** Begin **
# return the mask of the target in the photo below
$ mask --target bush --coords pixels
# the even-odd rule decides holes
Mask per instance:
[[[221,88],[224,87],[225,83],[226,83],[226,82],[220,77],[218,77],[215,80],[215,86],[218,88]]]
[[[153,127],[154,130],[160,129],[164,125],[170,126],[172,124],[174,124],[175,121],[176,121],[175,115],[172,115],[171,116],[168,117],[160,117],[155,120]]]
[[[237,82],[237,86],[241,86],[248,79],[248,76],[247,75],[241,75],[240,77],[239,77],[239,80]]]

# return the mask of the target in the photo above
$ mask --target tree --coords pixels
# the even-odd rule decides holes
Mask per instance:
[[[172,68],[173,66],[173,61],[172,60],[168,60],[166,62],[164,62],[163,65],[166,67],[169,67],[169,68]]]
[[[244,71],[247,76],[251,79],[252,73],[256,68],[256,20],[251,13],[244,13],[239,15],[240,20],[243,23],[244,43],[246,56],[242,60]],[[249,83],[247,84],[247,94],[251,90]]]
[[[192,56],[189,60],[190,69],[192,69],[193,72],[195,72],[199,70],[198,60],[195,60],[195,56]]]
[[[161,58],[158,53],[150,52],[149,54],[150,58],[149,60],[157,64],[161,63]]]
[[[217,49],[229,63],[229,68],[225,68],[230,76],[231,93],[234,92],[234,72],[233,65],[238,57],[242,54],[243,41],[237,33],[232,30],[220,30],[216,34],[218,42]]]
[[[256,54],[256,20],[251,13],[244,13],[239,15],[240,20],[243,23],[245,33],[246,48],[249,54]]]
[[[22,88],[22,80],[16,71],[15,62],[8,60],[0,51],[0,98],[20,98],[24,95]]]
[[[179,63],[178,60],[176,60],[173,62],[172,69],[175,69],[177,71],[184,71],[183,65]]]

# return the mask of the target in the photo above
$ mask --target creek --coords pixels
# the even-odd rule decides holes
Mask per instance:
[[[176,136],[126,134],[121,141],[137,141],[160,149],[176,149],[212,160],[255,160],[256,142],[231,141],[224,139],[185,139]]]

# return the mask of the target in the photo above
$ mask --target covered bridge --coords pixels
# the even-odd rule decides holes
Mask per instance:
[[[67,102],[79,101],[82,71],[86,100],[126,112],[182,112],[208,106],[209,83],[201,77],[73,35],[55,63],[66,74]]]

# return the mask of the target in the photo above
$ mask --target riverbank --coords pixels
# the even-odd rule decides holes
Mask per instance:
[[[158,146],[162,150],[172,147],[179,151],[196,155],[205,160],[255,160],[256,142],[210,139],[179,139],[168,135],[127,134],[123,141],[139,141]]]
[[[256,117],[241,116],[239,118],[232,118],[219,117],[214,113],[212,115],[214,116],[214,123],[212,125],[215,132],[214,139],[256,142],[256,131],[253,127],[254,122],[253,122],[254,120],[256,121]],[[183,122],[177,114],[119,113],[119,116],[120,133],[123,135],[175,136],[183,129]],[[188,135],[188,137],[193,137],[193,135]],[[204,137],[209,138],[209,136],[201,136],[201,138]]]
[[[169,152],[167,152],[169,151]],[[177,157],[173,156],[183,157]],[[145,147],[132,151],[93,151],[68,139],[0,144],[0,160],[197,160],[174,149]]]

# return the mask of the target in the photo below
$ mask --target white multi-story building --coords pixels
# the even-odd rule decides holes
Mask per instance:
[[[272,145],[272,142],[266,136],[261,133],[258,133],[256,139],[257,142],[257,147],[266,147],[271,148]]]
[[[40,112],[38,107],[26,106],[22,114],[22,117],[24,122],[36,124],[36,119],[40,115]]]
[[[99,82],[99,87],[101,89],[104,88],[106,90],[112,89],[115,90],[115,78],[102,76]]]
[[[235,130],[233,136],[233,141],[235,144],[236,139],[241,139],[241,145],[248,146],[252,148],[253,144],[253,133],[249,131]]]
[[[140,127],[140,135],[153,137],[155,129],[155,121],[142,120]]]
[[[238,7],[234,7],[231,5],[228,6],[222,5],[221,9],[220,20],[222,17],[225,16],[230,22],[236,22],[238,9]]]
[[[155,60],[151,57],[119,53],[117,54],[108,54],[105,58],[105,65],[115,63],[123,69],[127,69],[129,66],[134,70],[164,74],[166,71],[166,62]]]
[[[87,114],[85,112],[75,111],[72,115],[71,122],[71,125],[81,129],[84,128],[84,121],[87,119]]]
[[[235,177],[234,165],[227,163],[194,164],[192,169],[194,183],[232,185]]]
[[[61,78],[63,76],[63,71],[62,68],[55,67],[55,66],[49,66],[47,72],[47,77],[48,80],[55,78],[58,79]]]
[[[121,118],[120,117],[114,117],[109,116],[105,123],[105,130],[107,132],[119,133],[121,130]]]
** End **
• _Written instruction_
Pull out every line of the items above that contains the string "pixels", and copy each one in full.

• _Task response_
$ mask --target bush --coords pixels
$ mask --target tree --coords pixels
$ mask --target creek --coords pixels
$ mask --target covered bridge --coords pixels
$ mask --target riverbank --coords pixels
$ mask --target white multi-story building --coords pixels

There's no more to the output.